Instructions for the task: Reproduce the listing below word for word, including every line, but leave out the pictures.

Extracted entries:
Start

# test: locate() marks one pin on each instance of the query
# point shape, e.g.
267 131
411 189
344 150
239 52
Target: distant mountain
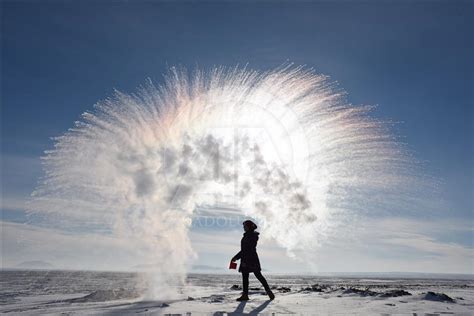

End

Response:
# test: locate() marks one pin on each instance of the query
# point shape, e.g.
267 131
411 189
344 150
239 52
Target: distant mountain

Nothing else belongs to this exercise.